--- What the exercise asks ---
I'd like the entries reproduced exactly, with all pictures omitted.

--- Source records ---
______________________________

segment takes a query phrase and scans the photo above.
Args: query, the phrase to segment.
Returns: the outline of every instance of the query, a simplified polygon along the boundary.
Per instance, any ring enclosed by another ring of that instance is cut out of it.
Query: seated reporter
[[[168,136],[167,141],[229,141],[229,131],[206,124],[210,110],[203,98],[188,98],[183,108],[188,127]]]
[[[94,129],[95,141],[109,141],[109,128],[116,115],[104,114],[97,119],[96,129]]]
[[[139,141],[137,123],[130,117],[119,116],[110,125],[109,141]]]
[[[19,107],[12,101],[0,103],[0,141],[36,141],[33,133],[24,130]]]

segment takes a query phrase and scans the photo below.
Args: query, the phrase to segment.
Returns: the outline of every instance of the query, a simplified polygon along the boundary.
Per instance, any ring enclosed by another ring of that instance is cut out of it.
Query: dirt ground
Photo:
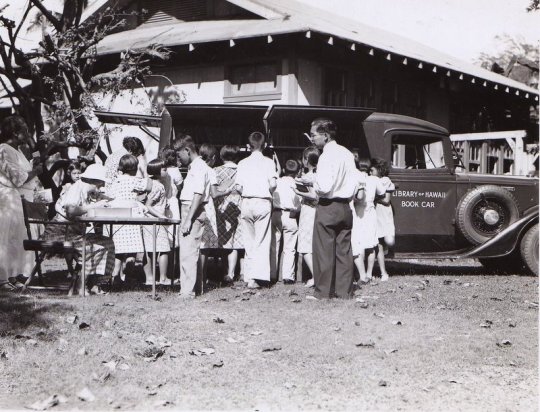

______________________________

--- Reply to the task ---
segment takes a query phrase and scans the photo above.
Args: query, the phrase to segment.
Returns: the outline of every instance of the query, a simplified polygon along the boundary.
Per instance, any ring enclosed by another ring of that instance is cut out of it.
Query: seated reporter
[[[168,136],[167,141],[229,141],[229,131],[206,124],[210,110],[203,98],[188,98],[183,108],[188,127]]]
[[[94,129],[95,141],[109,141],[109,128],[116,115],[104,114],[97,119],[96,129]]]
[[[139,141],[137,123],[130,117],[119,116],[110,125],[109,141]]]
[[[19,107],[12,101],[0,103],[0,141],[36,141],[33,133],[24,130]]]

segment takes a query phrase and scans the photo below.
Args: query, the phrase to segment.
Returns: the outline of every instance of the query, a simplified polygon along the boundary.
Per instance, any ring enclosed by another ring of that instance is cut out of it.
Query: dirt ground
Photo:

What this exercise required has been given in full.